Alexis Descampe, administrateur délégué de Färm, s’attendait à ce que la fusion suscite des remous. Néanmoins, il assume. « Notre but, c’est de consolider le marché du bio indépendant [de la grande distribution, NDLR] sans tomber dans ce qu’on estime être une dérive, à savoir la recherche du prix le plus bas au détriment de la qualité bio au sens large, nous a-t-il expliqué. On a toujours cherché à se rassembler entre acteurs du bio indépendant. On veut davantage centraliser nos achats pour, bien sûr, acheter à bon prix, mais surtout pour choisir les produits qu’on veut sur nos étals sans dépendre du catalogue d’un grossiste. En s’unissant à une plateforme logistique comme Biofresh, on pourra lui demander de sourcer les produits que nous voulons dans nos rayons, des produits qui correspondent à notre charte de valeurs. C’est un mouvement dans les deux sens. »
Une fusion encouragée par la chute des ventes observée depuis quelques mois, chez Färm comme dans beaucoup d’autres magasins bio ? « Non, ça fait un an qu’on en discute donc il n’y a pas de lien. Mais elle arrive au bon moment, estime le CEO. Le fait que le marché soit en baisse est un signal supplémentaire qu’on doit se rassembler pour être une alternative crédible à la grande distribution. »
Les mêmes travers que la grande distribution ?
Crédible pour qui et pour faire quoi ? À force de vouloir concurrencer la grande distribution, Färm ne risque-t-elle pas de tomber dans les travers qu’elle dénonce ? Certes en ne commercialisant que des produits bio non cotés en Bourse, comme elle s’y engage, mais en marginalisant les fermes les plus agroécologiques au profit des exploitations les plus industrielles ? En participant à une mise sous pression des producteurs et productrices qui, ultimement, uniformisera encore plus leurs standards en les tirant vers le bas ?
C’était déjà le risque que nous pointions dans notre enquête sur le marché bio parue dans le numéro 4 de Tchak (décembre 2020).
Dans cette enquête, on s’était notamment penché sur les pratiques commerciales de Färm. Une chaîne plus engagée dans la transition vers une alimentation durable que la plupart de ses concurrentes, qui s’investit dans le développement de nouvelles filières locales.
Une chaîne dont les valeurs cohabitent cependant difficilement avec son ambition expansionniste, qui met en avant des artisans et paysans locaux tout en les soumettant à une concurrence croissante avec des producteurs plus industriels, parfois plus lointains, et qui ne privilégie pas systématiquement le commerce équitable, contrairement à ce que son discours suggère.
Quant à sa gouvernance, qui n’est pas celle d’une coopérative agréée par le Conseil national de la coopération, elle donne un poids prépondérant aux investisseurs sans les empêcher de poursuivre un but spéculatif.
+++ Pour en savoir plus sur les pratiques de Färm, The Barn et d’autres magasins bio, lisez notre enquête « Le cri d’alarme des producteurs bio » dans le numéro 4 de Tchak, toujours en vente.

▶ **Consigne A**
D'après l'article sur la fusion de Färm, depuis combien de temps en discute-t-on ?
▶ **Consigne B**
Rédigez la suite de l'article sur la fusion de Färm en reprenant juste après sa dernière phrase.
Les données qui suivent viennent d'une autre source.

▶ **Données fournies**
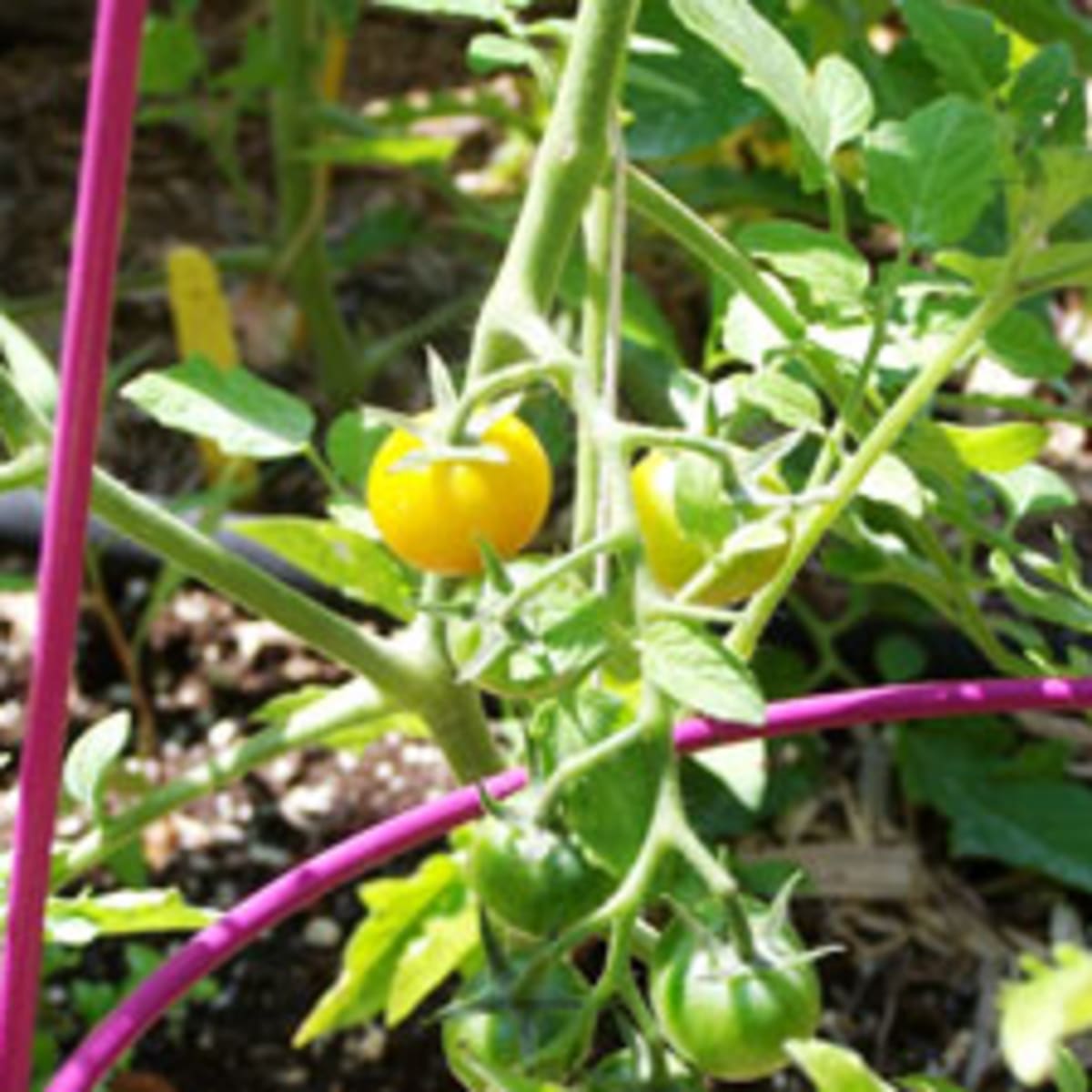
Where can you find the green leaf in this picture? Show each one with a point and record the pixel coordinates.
(403, 150)
(399, 912)
(996, 448)
(1069, 1074)
(1051, 1004)
(828, 267)
(1063, 266)
(743, 769)
(786, 401)
(1032, 490)
(244, 414)
(445, 945)
(1042, 86)
(844, 101)
(683, 96)
(694, 669)
(77, 922)
(1044, 22)
(825, 109)
(170, 56)
(834, 1068)
(966, 49)
(1026, 344)
(352, 443)
(893, 481)
(607, 809)
(92, 758)
(338, 556)
(31, 369)
(934, 174)
(485, 10)
(1066, 183)
(1000, 806)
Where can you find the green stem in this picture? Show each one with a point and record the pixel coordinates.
(409, 674)
(299, 197)
(718, 254)
(745, 637)
(573, 154)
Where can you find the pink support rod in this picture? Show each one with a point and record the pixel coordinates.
(300, 885)
(86, 342)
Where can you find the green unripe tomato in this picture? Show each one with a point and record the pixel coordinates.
(729, 1016)
(674, 556)
(533, 879)
(543, 1036)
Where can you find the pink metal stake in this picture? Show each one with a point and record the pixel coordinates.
(92, 1060)
(107, 137)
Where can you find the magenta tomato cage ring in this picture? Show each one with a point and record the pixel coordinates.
(105, 161)
(298, 887)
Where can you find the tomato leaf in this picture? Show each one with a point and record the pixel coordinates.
(91, 759)
(1052, 1003)
(834, 1068)
(971, 55)
(1002, 805)
(996, 448)
(693, 667)
(934, 174)
(244, 414)
(399, 912)
(828, 267)
(338, 556)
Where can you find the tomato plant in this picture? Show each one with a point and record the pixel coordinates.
(731, 1014)
(676, 556)
(534, 879)
(436, 512)
(543, 1032)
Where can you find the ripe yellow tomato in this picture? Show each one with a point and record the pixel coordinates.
(434, 517)
(675, 556)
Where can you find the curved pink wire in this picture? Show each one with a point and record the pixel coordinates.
(107, 136)
(300, 885)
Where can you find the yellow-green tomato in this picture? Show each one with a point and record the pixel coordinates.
(675, 556)
(731, 1016)
(435, 517)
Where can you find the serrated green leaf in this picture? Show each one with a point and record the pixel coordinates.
(834, 1068)
(244, 414)
(1053, 1003)
(743, 769)
(999, 808)
(786, 401)
(445, 945)
(996, 449)
(844, 102)
(825, 108)
(77, 922)
(831, 270)
(31, 369)
(399, 912)
(688, 663)
(934, 174)
(1026, 344)
(338, 556)
(891, 481)
(92, 757)
(683, 96)
(1032, 490)
(966, 49)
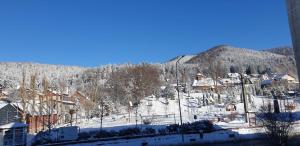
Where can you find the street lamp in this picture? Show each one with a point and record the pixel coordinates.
(178, 93)
(244, 98)
(178, 88)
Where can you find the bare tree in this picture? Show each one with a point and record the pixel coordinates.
(23, 95)
(278, 126)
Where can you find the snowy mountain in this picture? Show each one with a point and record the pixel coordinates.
(278, 60)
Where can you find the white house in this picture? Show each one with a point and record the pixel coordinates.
(13, 134)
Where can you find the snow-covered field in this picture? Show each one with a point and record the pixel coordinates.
(161, 113)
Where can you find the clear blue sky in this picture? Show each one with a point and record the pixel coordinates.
(96, 32)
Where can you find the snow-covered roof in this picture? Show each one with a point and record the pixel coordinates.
(266, 82)
(36, 109)
(233, 75)
(13, 125)
(204, 82)
(283, 76)
(3, 104)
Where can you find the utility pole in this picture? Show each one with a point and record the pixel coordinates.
(244, 98)
(178, 93)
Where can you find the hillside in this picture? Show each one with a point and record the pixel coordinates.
(278, 60)
(287, 51)
(242, 58)
(11, 72)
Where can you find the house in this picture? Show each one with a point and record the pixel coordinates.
(282, 80)
(235, 78)
(201, 83)
(83, 105)
(8, 113)
(13, 134)
(286, 77)
(38, 116)
(227, 82)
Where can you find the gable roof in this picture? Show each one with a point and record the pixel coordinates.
(3, 104)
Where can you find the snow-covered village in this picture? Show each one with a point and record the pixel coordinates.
(149, 73)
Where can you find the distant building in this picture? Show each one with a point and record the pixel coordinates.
(8, 113)
(13, 134)
(201, 83)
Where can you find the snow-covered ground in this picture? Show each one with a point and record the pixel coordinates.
(162, 112)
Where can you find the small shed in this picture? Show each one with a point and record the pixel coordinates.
(13, 134)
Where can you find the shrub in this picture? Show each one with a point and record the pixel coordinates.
(162, 131)
(149, 131)
(103, 134)
(130, 132)
(172, 128)
(83, 135)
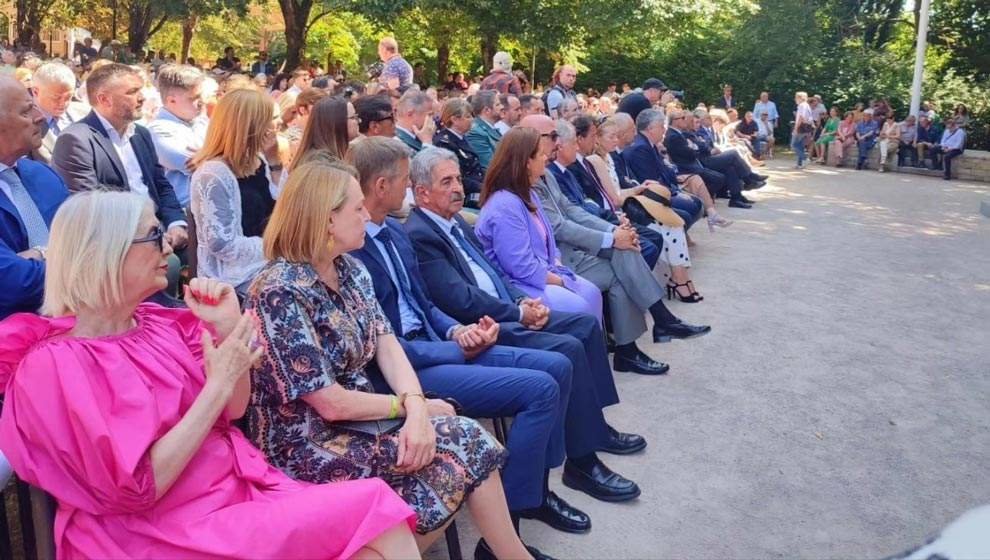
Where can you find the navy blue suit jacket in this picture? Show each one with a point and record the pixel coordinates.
(22, 281)
(87, 160)
(421, 353)
(449, 278)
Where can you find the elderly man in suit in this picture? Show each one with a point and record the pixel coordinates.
(53, 86)
(457, 360)
(483, 136)
(107, 148)
(30, 193)
(608, 256)
(465, 284)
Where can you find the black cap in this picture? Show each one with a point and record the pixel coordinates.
(654, 83)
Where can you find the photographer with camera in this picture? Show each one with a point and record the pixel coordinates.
(655, 94)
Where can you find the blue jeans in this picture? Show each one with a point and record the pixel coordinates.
(798, 140)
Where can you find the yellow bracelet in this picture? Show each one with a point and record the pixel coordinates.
(393, 407)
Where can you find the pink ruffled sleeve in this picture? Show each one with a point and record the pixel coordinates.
(79, 434)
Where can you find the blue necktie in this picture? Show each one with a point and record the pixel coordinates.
(480, 260)
(402, 280)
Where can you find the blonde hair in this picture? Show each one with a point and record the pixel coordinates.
(90, 236)
(237, 131)
(297, 229)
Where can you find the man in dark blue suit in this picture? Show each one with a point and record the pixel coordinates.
(107, 149)
(30, 193)
(461, 361)
(464, 283)
(646, 164)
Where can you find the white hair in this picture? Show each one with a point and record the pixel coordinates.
(503, 61)
(90, 237)
(52, 73)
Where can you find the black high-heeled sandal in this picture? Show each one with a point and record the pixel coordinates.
(693, 297)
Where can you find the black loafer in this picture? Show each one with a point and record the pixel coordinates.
(682, 330)
(484, 552)
(560, 515)
(600, 482)
(620, 443)
(638, 363)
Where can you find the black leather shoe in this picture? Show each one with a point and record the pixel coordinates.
(560, 515)
(620, 443)
(666, 333)
(484, 552)
(600, 482)
(638, 363)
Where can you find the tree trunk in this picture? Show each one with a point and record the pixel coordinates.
(489, 44)
(188, 29)
(443, 60)
(295, 13)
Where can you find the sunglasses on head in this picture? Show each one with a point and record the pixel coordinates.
(157, 237)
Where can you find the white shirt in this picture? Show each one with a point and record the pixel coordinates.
(122, 145)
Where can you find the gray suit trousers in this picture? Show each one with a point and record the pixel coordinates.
(629, 285)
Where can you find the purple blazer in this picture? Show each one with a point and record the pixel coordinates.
(513, 240)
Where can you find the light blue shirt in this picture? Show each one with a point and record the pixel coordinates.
(410, 321)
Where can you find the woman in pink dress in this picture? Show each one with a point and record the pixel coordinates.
(122, 411)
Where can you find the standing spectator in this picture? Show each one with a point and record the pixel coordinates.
(804, 126)
(764, 105)
(180, 129)
(727, 101)
(951, 146)
(107, 149)
(396, 74)
(30, 193)
(561, 89)
(262, 65)
(889, 139)
(866, 137)
(909, 137)
(483, 137)
(501, 78)
(53, 87)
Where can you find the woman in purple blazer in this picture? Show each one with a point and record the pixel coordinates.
(516, 233)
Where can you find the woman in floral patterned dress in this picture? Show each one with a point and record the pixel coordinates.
(322, 326)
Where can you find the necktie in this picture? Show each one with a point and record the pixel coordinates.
(480, 260)
(598, 183)
(402, 280)
(34, 223)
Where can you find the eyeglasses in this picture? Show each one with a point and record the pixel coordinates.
(157, 237)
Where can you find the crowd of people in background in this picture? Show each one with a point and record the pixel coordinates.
(368, 267)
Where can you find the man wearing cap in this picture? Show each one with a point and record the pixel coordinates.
(654, 92)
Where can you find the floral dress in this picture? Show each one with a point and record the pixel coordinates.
(316, 337)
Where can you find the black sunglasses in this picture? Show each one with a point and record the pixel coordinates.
(157, 237)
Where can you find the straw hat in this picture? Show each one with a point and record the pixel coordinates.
(655, 200)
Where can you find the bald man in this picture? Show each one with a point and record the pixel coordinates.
(30, 193)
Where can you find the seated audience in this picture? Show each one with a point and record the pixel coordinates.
(866, 137)
(845, 139)
(30, 193)
(124, 412)
(454, 360)
(232, 195)
(414, 120)
(951, 146)
(107, 149)
(456, 118)
(53, 87)
(608, 255)
(179, 131)
(466, 285)
(483, 136)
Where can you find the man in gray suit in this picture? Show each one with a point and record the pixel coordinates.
(608, 256)
(53, 86)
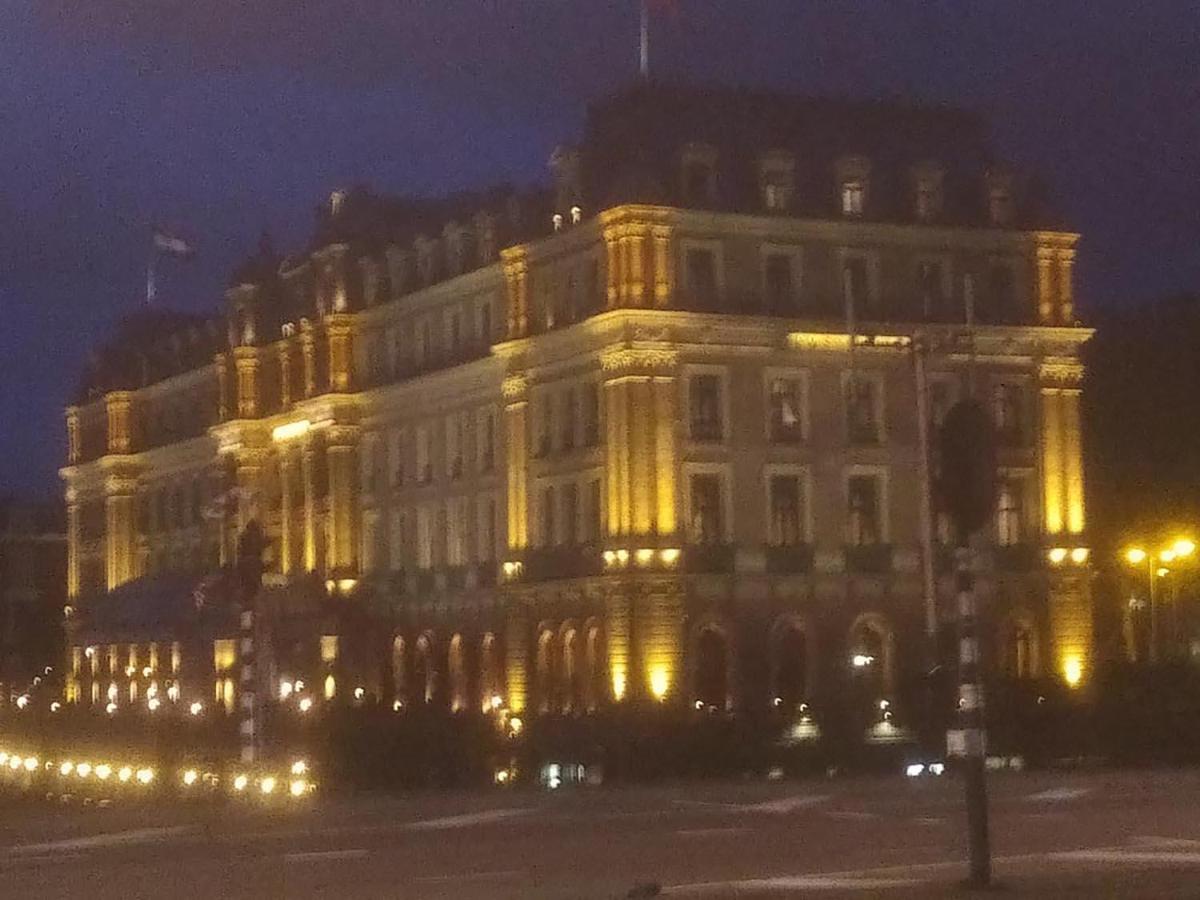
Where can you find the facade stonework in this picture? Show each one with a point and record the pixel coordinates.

▶ **Réponse attendue A**
Depuis un an.

▶ **Réponse attendue B**
Dans le cadre de cette enquête sur le bio, nous avions aussi analysé l’évolution de quelques grossistes dont Biofresh, le principal en Belgique, qui livre tant des chaînes que des petits points de vente indépendants. S’il distribue quelques chouettes marques, ce grossiste s’organise surtout pour rendre le bio industriel plus efficient et non pour aider les producteurs les plus agroécologiques à se fédérer, constations-nous.
S’agissant des légumes, par exemple, les prix que Biofresh offre sont ridicules pour les maraîchers sur petite surface et même pour ceux de taille moyenne. Résultat : ses légumes viennent surtout de gros producteurs moins écologiques et peu soucieux des conditions de travail de leur main-d’œuvre. Les mêmes que ceux qui fournissent la grande distribution, alors que Färm se vante de lutter contre la « conventionnalisation » du bio !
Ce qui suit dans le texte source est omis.